Rather than simply best-effort tracking recently finalized
records, force the committing writer to read records and
increment the last "contiguous block" of finalized records. In
order to do this, the sequence number instead of ID must be
stored because ID's cannot be directly compared.
A new memory barrier pair is introduced to guarantee that a
reader can always read the records up until the sequence number
returned by prb_next_seq() (unless the records have since
been overwritten in the ringbuffer).
This restores the original functionality of prb_next_seq()
while also keeping the optimization.
For 32bit systems, only the lower 32 bits of the sequence
number are stored. When reading the value, it is expanded to
the full 64bit sequence number by folding in the value
returned by prb_first_seq().
Fixes: f244b4dc53e5 ("printk: ringbuffer: Improve prb_next_seq() performance")
Signed-off-by: John Ogness <[email protected]>
---
kernel/printk/printk_ringbuffer.c | 189 ++++++++++++++++++++++++------
kernel/printk/printk_ringbuffer.h | 4 +-
2 files changed, 153 insertions(+), 40 deletions(-)
diff --git a/kernel/printk/printk_ringbuffer.c b/kernel/printk/printk_ringbuffer.c
index fde338606ce8..94eede5356ac 100644
--- a/kernel/printk/printk_ringbuffer.c
+++ b/kernel/printk/printk_ringbuffer.c
@@ -6,6 +6,7 @@
#include <linux/errno.h>
#include <linux/bug.h>
#include "printk_ringbuffer.h"

DATA ROWS:
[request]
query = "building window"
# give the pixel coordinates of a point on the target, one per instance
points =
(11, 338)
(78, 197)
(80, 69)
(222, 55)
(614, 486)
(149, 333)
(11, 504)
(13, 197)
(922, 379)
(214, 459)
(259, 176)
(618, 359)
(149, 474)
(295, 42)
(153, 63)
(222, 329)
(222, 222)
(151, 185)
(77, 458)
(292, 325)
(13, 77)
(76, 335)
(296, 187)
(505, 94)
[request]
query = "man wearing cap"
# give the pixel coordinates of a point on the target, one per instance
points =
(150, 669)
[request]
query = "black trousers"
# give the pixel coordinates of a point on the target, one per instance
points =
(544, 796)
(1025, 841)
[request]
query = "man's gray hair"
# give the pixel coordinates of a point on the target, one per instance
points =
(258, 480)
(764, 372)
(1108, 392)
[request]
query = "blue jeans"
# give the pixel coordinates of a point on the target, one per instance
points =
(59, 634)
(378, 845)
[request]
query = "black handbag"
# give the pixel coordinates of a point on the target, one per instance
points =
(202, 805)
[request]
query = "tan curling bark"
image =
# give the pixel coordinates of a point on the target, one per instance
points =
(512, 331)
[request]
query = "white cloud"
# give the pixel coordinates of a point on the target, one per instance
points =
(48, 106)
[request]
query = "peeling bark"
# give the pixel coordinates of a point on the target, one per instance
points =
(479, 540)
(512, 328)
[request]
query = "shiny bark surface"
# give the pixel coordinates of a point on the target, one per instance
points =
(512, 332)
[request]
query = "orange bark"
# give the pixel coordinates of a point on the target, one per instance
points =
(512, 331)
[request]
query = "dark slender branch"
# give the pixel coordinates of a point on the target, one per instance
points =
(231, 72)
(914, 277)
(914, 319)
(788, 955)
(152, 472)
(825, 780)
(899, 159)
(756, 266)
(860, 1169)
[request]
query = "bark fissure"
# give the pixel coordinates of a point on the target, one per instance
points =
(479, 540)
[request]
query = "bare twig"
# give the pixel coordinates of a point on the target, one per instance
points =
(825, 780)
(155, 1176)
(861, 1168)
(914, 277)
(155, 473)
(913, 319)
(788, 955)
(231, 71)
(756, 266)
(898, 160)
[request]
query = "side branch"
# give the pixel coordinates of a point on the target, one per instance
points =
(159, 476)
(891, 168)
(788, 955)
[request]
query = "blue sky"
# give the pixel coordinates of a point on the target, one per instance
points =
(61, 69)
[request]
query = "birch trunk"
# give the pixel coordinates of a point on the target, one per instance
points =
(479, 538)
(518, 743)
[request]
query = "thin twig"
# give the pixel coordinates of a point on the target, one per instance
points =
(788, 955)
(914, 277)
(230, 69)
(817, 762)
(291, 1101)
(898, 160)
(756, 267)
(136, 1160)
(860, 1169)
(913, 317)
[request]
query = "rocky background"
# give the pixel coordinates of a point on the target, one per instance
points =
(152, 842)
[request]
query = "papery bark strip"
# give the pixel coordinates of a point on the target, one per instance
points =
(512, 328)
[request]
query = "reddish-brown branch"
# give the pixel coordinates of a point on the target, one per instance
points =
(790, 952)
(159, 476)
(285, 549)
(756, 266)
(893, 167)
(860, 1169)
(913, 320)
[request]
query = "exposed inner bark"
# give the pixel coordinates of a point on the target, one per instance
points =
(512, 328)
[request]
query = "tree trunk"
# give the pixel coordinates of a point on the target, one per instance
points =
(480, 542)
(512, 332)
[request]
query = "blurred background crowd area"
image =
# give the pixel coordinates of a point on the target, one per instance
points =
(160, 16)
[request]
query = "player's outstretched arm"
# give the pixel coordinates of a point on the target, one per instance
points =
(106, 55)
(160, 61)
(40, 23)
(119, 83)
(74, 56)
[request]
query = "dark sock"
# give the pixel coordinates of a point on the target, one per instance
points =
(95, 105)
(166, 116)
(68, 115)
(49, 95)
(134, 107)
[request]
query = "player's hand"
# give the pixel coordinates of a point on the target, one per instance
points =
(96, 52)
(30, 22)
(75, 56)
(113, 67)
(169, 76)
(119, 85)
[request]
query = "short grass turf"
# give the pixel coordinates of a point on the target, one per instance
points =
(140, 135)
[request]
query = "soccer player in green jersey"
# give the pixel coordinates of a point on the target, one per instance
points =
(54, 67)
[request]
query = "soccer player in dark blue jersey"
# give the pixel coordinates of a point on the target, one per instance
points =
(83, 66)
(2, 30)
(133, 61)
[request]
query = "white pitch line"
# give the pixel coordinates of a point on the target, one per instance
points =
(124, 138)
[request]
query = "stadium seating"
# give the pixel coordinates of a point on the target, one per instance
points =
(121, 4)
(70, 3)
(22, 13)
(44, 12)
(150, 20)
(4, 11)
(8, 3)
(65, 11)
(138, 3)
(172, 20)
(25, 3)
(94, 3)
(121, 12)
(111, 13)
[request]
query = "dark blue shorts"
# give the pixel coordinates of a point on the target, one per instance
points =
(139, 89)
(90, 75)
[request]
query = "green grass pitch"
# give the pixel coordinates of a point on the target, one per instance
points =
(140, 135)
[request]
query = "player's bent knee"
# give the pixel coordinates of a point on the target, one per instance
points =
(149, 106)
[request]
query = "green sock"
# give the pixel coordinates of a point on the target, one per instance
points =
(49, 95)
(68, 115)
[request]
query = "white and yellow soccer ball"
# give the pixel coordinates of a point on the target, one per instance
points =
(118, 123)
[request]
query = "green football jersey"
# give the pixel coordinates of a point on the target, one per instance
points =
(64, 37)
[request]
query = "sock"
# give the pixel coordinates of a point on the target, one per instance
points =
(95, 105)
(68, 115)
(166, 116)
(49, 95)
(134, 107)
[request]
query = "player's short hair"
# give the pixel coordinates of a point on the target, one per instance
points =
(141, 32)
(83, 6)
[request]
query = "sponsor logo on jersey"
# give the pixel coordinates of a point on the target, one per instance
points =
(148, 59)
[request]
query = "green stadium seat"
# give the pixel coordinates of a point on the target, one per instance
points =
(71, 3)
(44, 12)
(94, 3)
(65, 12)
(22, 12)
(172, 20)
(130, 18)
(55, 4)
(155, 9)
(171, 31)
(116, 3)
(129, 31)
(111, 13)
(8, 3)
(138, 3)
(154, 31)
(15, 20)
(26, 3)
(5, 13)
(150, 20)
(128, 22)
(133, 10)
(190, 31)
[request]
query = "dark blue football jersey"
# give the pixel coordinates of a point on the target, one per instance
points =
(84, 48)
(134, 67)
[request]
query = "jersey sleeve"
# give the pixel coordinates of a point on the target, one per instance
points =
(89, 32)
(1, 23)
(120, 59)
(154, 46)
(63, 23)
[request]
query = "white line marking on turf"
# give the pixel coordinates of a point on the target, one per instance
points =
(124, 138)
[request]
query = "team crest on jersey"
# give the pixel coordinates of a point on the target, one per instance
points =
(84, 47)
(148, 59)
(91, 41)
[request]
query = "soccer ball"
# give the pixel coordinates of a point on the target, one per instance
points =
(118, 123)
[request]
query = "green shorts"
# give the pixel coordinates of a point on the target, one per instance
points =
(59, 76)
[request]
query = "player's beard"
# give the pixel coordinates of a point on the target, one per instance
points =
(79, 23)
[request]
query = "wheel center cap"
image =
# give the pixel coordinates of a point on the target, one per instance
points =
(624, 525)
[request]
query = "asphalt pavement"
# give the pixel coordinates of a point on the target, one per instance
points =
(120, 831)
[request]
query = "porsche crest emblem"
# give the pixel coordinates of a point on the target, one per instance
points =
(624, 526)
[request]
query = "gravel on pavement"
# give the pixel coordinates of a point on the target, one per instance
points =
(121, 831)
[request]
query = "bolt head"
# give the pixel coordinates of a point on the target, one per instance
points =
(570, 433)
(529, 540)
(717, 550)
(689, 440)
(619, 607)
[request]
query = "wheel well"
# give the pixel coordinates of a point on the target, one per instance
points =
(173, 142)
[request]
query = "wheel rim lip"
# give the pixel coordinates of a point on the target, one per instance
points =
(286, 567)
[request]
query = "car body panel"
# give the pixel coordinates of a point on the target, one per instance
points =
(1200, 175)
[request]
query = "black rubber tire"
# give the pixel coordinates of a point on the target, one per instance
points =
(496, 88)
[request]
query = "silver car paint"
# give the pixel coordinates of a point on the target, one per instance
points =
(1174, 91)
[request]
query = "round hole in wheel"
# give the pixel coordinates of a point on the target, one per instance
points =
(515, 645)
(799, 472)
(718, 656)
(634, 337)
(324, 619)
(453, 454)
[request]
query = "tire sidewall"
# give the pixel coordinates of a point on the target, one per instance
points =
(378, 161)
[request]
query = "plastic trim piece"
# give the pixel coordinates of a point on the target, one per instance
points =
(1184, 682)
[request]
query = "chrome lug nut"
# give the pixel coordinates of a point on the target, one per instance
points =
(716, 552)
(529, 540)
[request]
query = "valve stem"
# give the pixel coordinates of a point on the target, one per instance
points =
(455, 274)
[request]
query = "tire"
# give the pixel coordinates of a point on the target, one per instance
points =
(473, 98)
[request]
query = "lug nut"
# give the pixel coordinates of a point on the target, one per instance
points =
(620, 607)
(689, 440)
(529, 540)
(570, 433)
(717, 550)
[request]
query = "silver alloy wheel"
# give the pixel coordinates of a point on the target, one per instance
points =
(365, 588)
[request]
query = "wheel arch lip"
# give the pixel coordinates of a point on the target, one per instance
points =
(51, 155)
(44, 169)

WHAT THE EXERCISE ASKS: Copy out the full printk ringbuffer patch word for word, from its first line to its last. You won't need the items for this.

RESULT FOR THIS TASK:
Rather than simply best-effort tracking recently finalized
records, force the committing writer to read records and
increment the last "contiguous block" of finalized records. In
order to do this, the sequence number instead of ID must be
stored because ID's cannot be directly compared.
A new memory barrier pair is introduced to guarantee that a
reader can always read the records up until the sequence number
returned by prb_next_seq() (unless the records have since
been overwritten in the ringbuffer).
This restores the original functionality of prb_next_seq()
while also keeping the optimization.
For 32bit systems, only the lower 32 bits of the sequence
number are stored. When reading the value, it is expanded to
the full 64bit sequence number by folding in the value
returned by prb_first_seq().
Fixes: f244b4dc53e5 ("printk: ringbuffer: Improve prb_next_seq() performance")
Signed-off-by: John Ogness <[email protected]>
---
kernel/printk/printk_ringbuffer.c | 189 ++++++++++++++++++++++++------
kernel/printk/printk_ringbuffer.h | 4 +-
2 files changed, 153 insertions(+), 40 deletions(-)
diff --git a/kernel/printk/printk_ringbuffer.c b/kernel/printk/printk_ringbuffer.c
index fde338606ce8..94eede5356ac 100644
--- a/kernel/printk/printk_ringbuffer.c
+++ b/kernel/printk/printk_ringbuffer.c
@@ -6,6 +6,7 @@
#include <linux/errno.h>
#include <linux/bug.h>
#include "printk_ringbuffer.h"